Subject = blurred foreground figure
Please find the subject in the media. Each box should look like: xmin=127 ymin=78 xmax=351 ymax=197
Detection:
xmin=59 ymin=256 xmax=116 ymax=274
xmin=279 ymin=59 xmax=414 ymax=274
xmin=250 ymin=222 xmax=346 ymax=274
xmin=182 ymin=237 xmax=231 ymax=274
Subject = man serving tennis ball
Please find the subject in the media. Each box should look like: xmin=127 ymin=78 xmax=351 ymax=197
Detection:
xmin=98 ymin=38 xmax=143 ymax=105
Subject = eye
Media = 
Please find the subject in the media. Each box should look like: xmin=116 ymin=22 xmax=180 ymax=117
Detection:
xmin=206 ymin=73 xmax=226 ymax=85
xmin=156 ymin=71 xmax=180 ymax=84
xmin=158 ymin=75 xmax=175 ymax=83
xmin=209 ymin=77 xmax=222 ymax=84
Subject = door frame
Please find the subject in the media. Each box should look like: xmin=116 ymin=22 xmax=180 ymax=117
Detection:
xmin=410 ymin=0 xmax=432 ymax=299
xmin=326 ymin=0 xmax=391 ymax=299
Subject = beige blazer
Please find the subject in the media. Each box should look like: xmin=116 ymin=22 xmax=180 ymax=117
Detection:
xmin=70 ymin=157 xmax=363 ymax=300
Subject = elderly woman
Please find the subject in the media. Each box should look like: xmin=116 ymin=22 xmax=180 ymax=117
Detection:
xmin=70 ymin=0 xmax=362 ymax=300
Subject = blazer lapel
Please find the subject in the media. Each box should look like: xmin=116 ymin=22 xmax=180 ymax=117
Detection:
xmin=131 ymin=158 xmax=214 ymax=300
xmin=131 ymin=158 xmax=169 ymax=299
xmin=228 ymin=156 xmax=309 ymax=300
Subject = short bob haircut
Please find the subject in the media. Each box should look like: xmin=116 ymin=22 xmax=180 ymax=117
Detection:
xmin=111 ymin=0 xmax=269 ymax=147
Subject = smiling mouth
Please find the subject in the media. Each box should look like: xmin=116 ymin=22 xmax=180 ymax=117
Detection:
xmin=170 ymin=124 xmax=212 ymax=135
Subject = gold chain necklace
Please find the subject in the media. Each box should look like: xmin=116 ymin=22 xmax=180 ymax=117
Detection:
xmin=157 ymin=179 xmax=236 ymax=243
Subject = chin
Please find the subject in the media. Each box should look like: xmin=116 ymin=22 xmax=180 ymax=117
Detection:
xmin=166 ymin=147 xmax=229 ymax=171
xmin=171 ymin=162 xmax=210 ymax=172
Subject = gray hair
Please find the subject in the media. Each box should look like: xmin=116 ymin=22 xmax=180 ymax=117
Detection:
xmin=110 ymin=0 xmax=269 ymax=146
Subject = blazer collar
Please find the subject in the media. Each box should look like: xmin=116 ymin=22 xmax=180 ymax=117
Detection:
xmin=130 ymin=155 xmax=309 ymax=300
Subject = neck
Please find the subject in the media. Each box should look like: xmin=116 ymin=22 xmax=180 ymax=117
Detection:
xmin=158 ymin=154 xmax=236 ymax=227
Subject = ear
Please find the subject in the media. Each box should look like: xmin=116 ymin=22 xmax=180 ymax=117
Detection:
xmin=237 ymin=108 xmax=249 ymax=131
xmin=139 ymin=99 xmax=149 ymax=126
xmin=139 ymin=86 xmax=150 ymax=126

• _EXERCISE INSTRUCTIONS_
Nothing should be left out: return all of the records exactly.

• _WRITTEN ANSWER_
Subject = blurred foreground figure
Please find the subject in the media. Each box should look like: xmin=127 ymin=78 xmax=351 ymax=197
Detection:
xmin=59 ymin=256 xmax=116 ymax=274
xmin=279 ymin=59 xmax=414 ymax=274
xmin=250 ymin=222 xmax=346 ymax=274
xmin=182 ymin=237 xmax=231 ymax=274
Subject = man serving tennis ball
Please find the subject in the media. Each box should look like: xmin=127 ymin=78 xmax=351 ymax=197
Detection:
xmin=98 ymin=38 xmax=143 ymax=105
Subject = eye
Media = 
Please find the subject in the media. Each box should look like: xmin=116 ymin=22 xmax=180 ymax=117
Detection:
xmin=206 ymin=73 xmax=226 ymax=85
xmin=156 ymin=71 xmax=180 ymax=84
xmin=158 ymin=75 xmax=175 ymax=83
xmin=209 ymin=77 xmax=222 ymax=84
Subject = door frame
Please find the subject in the media. Each box should look like: xmin=116 ymin=22 xmax=180 ymax=117
Detection:
xmin=410 ymin=0 xmax=432 ymax=299
xmin=326 ymin=0 xmax=391 ymax=299
Subject = beige blazer
Please find the subject in the media. Each box should look like: xmin=116 ymin=22 xmax=180 ymax=117
Detection:
xmin=70 ymin=157 xmax=363 ymax=300
Subject = elderly woman
Please find the subject in the media. Each box should look like: xmin=116 ymin=22 xmax=180 ymax=117
Detection:
xmin=70 ymin=0 xmax=362 ymax=300
Subject = blazer lapel
Please find the subject in the media. Each box should look like: xmin=116 ymin=22 xmax=180 ymax=117
Detection:
xmin=131 ymin=158 xmax=214 ymax=300
xmin=131 ymin=158 xmax=169 ymax=299
xmin=228 ymin=156 xmax=309 ymax=300
Subject = short bob haircut
Please find the subject in the media. Each box should look like: xmin=116 ymin=22 xmax=180 ymax=117
Detection:
xmin=111 ymin=0 xmax=269 ymax=147
Subject = smiling mouth
Please find the subject in the media. Each box should look like: xmin=116 ymin=22 xmax=180 ymax=117
Detection:
xmin=170 ymin=124 xmax=212 ymax=135
Subject = gold chain necklace
Please find the subject in the media. Each box should look like: xmin=116 ymin=22 xmax=180 ymax=117
Detection:
xmin=157 ymin=179 xmax=236 ymax=243
Subject = chin
Please find the subject in the media. Each box should look like: xmin=116 ymin=22 xmax=180 ymax=117
Detection:
xmin=166 ymin=147 xmax=229 ymax=171
xmin=171 ymin=162 xmax=210 ymax=172
Subject = gray hair
Please find the subject in the media. Each box should look like: xmin=116 ymin=22 xmax=180 ymax=117
Detection:
xmin=110 ymin=0 xmax=269 ymax=146
Subject = blazer collar
Please find the subject in the media. Each box should look like: xmin=116 ymin=22 xmax=180 ymax=117
Detection:
xmin=130 ymin=155 xmax=309 ymax=300
Subject = neck
Please find the subject in the media. Each box should look like: xmin=116 ymin=22 xmax=180 ymax=117
Detection:
xmin=158 ymin=154 xmax=236 ymax=227
Subject = ear
Please find the subject in the media. Each box should look like: xmin=116 ymin=22 xmax=180 ymax=117
Detection:
xmin=237 ymin=108 xmax=249 ymax=131
xmin=139 ymin=99 xmax=149 ymax=126
xmin=139 ymin=86 xmax=150 ymax=126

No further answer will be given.